Yapılacak işlem 1 :: Hakem tartışmalarını konu alan metne göre hakem hangi oyuncuyu hatalı bir kararla oyundan atmış?
Yapılacak işlem 2 :: Hakem tartışmalarını konu alan metinde "Futbol Üstü Az" ifadesinden "bir kararla atmış." ifadesine kadar olan bölümü hiçbir değişiklik yapmadan yazın.
Yapılacak işlem 3 :: Fenerbahçe maçındaki hakem kararları üzerine yazılmış metnin bir sonraki bölümünü son cümlesinden itibaren siz tamamlayın.

:: Verilen metin ::

Futbol Üstü Az Siyaset
Eskiden de “penaltıydı, değildi” veya “kırmızı karttı, değildi” tartışmaları oluyordu. Ama artık durum başka.
Aykut çıkıp “Beşiktaş’ı yendiğimize pişman ediyorlar” diyor. Fenerbahçe Beşiktaş’ı çatır çatır oynayıp yenmiş, bir yerlerde birileri “vay sen misin bunu yapan” demiş, bir tezgâh kurmuş, Akhisar maçının hakemi de ya tezgâhı kuranların tetikçisi olduğundan —veya tezgâhın etkisi altında kaldığından— maçı Fenerbahçe’nin elinden almış.
Mış…
Nereden çıkarıyoruz bunu? Şenol Güneş’e eksik ceza vermişler, Beşiktaş Başkanı televizyonlarda konuşmuş durmuş ve… Asıl mühimi, hakem Alper’i hatalı bir kararla atmış.
Güneş’e cezanın eksik olduğu doğru mu? Bence dibine kadar doğru. Orman Fenerbahçe maçlarından sonra televizyonlara çıkıp konuşup durmuş mu? Evet, öyle olmuş —gerçi Fenerbahçe maçını değil, Leipzig maçını konuşmuş ama konuşmuş yani. Alper de atılmayabileceği bir pozisyonda atılmış mı? Evet, atılmış.

:::
:: Veriler ::

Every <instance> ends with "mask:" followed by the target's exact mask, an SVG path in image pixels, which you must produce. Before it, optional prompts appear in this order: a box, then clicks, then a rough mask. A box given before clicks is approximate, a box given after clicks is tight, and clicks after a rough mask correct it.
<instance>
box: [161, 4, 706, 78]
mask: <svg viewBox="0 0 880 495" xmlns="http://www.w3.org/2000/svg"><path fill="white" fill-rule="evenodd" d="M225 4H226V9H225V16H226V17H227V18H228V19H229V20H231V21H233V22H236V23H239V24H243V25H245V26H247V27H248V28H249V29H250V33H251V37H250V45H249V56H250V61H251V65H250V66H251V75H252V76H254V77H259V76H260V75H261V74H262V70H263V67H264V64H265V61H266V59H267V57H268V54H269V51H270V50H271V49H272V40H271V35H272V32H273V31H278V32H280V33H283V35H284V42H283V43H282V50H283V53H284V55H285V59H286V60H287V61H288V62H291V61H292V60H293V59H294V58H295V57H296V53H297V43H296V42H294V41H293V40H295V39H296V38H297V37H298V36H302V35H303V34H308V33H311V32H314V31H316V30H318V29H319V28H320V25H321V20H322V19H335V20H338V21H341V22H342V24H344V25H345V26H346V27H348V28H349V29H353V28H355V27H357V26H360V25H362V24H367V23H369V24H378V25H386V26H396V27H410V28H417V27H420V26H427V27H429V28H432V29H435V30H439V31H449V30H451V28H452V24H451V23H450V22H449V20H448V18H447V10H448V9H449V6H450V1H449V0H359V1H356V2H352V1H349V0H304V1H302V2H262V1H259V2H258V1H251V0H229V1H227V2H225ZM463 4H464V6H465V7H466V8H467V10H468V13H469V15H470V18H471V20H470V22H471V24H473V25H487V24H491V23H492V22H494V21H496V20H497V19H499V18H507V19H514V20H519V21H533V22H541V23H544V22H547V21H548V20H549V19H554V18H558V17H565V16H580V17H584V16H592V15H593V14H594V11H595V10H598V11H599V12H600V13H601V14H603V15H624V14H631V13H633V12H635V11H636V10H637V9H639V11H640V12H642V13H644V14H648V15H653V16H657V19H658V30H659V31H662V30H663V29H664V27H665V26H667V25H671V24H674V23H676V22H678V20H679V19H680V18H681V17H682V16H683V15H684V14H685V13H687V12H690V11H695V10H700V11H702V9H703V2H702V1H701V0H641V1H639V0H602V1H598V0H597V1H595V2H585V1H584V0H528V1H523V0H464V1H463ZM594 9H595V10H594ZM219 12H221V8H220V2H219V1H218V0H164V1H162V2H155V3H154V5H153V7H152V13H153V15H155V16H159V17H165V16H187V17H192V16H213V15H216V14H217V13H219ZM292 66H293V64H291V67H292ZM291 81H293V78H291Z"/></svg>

:::

Yanıt alanı 1 :: Hakem, Alper'i hatalı bir kararla atmış.

Yanıt alanı 2 ::
Futbol Üstü Az Siyaset
Eskiden de “penaltıydı, değildi” veya “kırmızı karttı, değildi” tartışmaları oluyordu. Ama artık durum başka.
Aykut çıkıp “Beşiktaş’ı yendiğimize pişman ediyorlar” diyor. Fenerbahçe Beşiktaş’ı çatır çatır oynayıp yenmiş, bir yerlerde birileri “vay sen misin bunu yapan” demiş, bir tezgâh kurmuş, Akhisar maçının hakemi de ya tezgâhı kuranların tetikçisi olduğundan —veya tezgâhın etkisi altında kaldığından— maçı Fenerbahçe’nin elinden almış.
Mış…
Nereden çıkarıyoruz bunu? Şenol Güneş’e eksik ceza vermişler, Beşiktaş Başkanı televizyonlarda konuşmuş durmuş ve… Asıl mühimi, hakem Alper’i hatalı bir kararla atmış.

Yanıt alanı 3 ::
Ama… Alper’in atıldığı pozisyondan dakikalarca önce Soldado atılabileceği pozisyonda atılmamış. Yani gerçekliğin, Aykut’un saydığı ve her biri doğru olan —doğru kabul edilebilecek olan— unsurlarının dışında, onun saymadığı unsurları da var. Madem hakem Fenerbahçe’yi doğramaya çıkmış, neden daha önce eline fırsat geçmişken Soldado’yu atmamış?
Soldado’yu atması gerekirdi ve bunu ben söylemiyorum. Aykut’un teorisini kendince sebeplerle tekrarlayan Rıdvan söylüyor. Aykut’un hikâyesini anlatıyor, anlatıyor ve sonra da ekliyor: “Hakem Soldado’yu a-ta-ma-dı, ‘atmadı’ demiyorum, ‘a-ta-ma-dı’ diyorum”. Kabahat TFF’de imiş. Falan, filan.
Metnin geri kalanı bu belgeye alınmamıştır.